— EXERCISE DIRECTIONS —
Every line of the data below must be given again exactly.

Dataset entries
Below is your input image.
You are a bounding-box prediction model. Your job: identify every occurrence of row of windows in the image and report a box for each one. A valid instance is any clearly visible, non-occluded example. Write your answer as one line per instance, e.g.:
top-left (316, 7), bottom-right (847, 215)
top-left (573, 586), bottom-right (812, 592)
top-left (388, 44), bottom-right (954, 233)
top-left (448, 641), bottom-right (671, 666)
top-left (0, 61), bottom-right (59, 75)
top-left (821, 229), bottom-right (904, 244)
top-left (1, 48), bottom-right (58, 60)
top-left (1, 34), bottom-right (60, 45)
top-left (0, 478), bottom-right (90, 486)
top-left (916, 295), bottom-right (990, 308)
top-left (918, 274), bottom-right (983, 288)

— ANSWER SECTION —
Below is your input image.
You are a bounding-box prediction model. Your job: identify every occurrence of row of windows in the image and report a box for each one. A valid instance is any clearly visible, non-occluded example. Write your answer as one line per instance, e.g.:
top-left (316, 7), bottom-right (847, 215)
top-left (573, 586), bottom-right (812, 592)
top-left (388, 44), bottom-right (954, 233)
top-left (448, 641), bottom-right (671, 666)
top-left (0, 61), bottom-right (59, 75)
top-left (821, 229), bottom-right (904, 244)
top-left (1, 48), bottom-right (58, 60)
top-left (1, 34), bottom-right (60, 45)
top-left (0, 478), bottom-right (90, 486)
top-left (916, 295), bottom-right (990, 308)
top-left (918, 274), bottom-right (983, 288)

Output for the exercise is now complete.